══ Material supplied

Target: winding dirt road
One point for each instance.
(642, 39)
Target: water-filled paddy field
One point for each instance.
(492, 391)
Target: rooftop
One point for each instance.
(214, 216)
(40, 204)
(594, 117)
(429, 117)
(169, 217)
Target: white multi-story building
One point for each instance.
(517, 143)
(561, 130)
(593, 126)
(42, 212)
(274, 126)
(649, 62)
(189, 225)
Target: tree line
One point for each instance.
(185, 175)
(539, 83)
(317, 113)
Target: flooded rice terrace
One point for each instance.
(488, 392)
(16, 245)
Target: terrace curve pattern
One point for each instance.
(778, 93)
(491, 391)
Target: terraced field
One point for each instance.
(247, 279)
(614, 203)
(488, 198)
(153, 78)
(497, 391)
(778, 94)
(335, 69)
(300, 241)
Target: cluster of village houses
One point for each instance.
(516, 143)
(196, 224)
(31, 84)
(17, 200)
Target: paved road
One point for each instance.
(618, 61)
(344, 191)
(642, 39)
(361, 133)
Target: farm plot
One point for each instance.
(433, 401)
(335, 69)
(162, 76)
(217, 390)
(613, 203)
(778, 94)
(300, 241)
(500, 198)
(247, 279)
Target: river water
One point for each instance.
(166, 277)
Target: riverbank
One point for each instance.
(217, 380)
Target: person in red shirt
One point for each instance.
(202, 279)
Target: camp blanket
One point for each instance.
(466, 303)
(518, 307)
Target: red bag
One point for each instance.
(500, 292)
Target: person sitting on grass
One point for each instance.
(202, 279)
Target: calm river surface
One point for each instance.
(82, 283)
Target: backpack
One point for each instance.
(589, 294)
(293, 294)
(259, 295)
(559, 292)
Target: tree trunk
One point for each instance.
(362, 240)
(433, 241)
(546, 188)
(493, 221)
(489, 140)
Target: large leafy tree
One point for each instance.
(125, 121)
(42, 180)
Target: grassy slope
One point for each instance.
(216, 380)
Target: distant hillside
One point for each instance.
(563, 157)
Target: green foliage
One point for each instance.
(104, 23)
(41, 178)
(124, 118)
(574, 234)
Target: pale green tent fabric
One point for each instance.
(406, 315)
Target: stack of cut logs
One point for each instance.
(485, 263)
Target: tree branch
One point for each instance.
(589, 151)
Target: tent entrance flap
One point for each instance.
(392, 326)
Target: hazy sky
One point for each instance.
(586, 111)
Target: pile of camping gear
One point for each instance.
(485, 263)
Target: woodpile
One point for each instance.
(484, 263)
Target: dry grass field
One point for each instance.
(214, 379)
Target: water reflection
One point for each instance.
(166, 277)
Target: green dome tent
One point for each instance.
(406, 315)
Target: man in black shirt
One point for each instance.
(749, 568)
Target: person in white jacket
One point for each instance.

════

## Goal:
Copy every line of the data above word for word, keeping the original order and line breaks.

## Solution to this problem:
Target: winding dirt road
One point for each instance.
(642, 39)
Target: water-filled paddy field
One point for each instance.
(492, 391)
Target: rooftop
One point for each instance.
(214, 216)
(40, 204)
(594, 117)
(429, 117)
(169, 217)
Target: white multi-story building
One point for each instance.
(517, 143)
(561, 130)
(593, 126)
(42, 212)
(274, 126)
(649, 62)
(189, 225)
Target: tree line
One point for each instance.
(185, 175)
(539, 83)
(317, 113)
Target: flooded rice terrace
One point for each instance.
(488, 392)
(16, 245)
Target: terrace curve pattern
One point for each instance.
(778, 93)
(491, 391)
Target: terraced field
One point for each instance.
(247, 279)
(614, 203)
(488, 198)
(153, 78)
(497, 391)
(778, 94)
(335, 69)
(300, 241)
Target: cluster of village houses
One point for each instance.
(516, 143)
(196, 224)
(31, 84)
(17, 200)
Target: paved road
One point for each instance.
(618, 61)
(344, 191)
(642, 39)
(361, 133)
Target: farm plot
One point for each instance.
(433, 401)
(335, 69)
(162, 76)
(217, 390)
(613, 203)
(778, 94)
(300, 241)
(500, 198)
(247, 279)
Target: river water
One point for each instance.
(166, 277)
Target: riverbank
One point for each instance.
(217, 380)
Target: person in red shirt
One point for each instance.
(202, 279)
Target: camp blanket
One point for each instance.
(466, 303)
(518, 307)
Target: red bag
One point for each instance.
(500, 292)
Target: person sitting on grass
One point for each instance.
(202, 279)
Target: calm river surface
One point for each instance.
(82, 283)
Target: backpack
One point for each instance.
(589, 294)
(293, 294)
(259, 295)
(559, 292)
Target: tree trunk
One point for each instance.
(362, 240)
(433, 241)
(546, 188)
(493, 221)
(489, 140)
Target: large leafy tree
One point for each instance.
(125, 121)
(42, 180)
Target: grassy slope
One point for each instance.
(216, 380)
Target: distant hillside
One point for each instance.
(563, 157)
Target: green foliage
One point for each instance.
(104, 23)
(41, 178)
(124, 118)
(574, 234)
Target: pale green tent fabric
One point for each instance.
(406, 315)
Target: stack of cut logs
One point for each instance.
(485, 263)
Target: tree branch
One point for each instance.
(589, 151)
Target: tent entrance flap
One point for each instance.
(392, 326)
Target: hazy sky
One point for each instance.
(586, 111)
Target: pile of camping gear
One point for each instance.
(485, 263)
Target: woodpile
One point for each instance.
(484, 263)
Target: dry grass field
One point for each instance.
(214, 379)
Target: water reflection
One point for each instance.
(166, 277)
Target: green dome tent
One point for each instance.
(406, 315)
Target: man in black shirt
One point for each instance.
(749, 568)
Target: person in white jacket
One point for each instance.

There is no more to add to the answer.